- **Given data**:
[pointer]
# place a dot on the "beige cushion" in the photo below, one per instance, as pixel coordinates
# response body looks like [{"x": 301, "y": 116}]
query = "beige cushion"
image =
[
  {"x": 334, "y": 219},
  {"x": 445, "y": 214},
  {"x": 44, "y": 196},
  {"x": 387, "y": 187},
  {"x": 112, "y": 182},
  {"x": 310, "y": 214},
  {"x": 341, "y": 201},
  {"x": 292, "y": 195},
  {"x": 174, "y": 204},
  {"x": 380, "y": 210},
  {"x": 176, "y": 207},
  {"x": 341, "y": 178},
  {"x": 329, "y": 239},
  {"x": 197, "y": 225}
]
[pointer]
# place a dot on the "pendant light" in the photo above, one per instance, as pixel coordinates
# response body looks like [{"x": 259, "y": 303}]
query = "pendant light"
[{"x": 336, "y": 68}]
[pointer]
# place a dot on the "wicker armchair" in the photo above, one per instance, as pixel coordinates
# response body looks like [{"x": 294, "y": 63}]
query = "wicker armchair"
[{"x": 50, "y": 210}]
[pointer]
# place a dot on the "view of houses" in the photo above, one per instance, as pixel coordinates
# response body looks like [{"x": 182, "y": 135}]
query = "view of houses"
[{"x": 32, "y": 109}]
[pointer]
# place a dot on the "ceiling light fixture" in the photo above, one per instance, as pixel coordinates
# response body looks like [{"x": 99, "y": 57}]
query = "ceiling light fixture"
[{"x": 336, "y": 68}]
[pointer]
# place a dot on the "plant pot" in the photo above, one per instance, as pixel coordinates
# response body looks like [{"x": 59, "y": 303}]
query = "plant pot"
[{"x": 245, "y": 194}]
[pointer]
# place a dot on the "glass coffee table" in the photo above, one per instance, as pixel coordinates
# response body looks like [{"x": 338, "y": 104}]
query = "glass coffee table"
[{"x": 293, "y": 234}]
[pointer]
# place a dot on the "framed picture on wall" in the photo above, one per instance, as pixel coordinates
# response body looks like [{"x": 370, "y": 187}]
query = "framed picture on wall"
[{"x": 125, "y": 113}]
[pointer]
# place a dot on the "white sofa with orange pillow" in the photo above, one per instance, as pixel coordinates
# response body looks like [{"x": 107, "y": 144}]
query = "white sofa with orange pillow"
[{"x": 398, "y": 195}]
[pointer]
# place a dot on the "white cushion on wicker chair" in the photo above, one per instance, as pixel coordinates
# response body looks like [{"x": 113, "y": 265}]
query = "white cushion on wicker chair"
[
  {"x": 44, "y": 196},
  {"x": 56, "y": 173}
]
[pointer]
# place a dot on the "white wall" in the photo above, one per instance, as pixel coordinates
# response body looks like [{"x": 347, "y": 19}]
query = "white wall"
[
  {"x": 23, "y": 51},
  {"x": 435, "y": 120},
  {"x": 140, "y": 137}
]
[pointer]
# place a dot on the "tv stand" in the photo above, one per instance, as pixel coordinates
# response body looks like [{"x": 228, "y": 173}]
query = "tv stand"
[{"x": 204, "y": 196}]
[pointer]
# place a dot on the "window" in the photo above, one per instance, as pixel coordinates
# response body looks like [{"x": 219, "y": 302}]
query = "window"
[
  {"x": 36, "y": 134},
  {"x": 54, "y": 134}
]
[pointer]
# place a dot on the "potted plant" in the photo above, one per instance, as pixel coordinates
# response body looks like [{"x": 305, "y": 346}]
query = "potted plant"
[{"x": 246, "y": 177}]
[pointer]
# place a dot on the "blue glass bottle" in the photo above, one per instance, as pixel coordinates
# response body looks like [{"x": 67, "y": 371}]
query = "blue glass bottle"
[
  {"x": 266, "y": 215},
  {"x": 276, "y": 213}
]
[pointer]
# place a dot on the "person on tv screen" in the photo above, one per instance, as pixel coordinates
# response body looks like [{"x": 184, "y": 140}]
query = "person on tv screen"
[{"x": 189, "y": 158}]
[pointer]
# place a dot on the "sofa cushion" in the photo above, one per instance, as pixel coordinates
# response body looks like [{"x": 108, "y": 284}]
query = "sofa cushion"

- **Problem to work on**: Extract each line in the listing above that contains the string "potted", matching case exactly.

- **Complete answer**:
# place a dot on the "potted plant" in the photo above, one per instance, as pixel coordinates
query = "potted plant"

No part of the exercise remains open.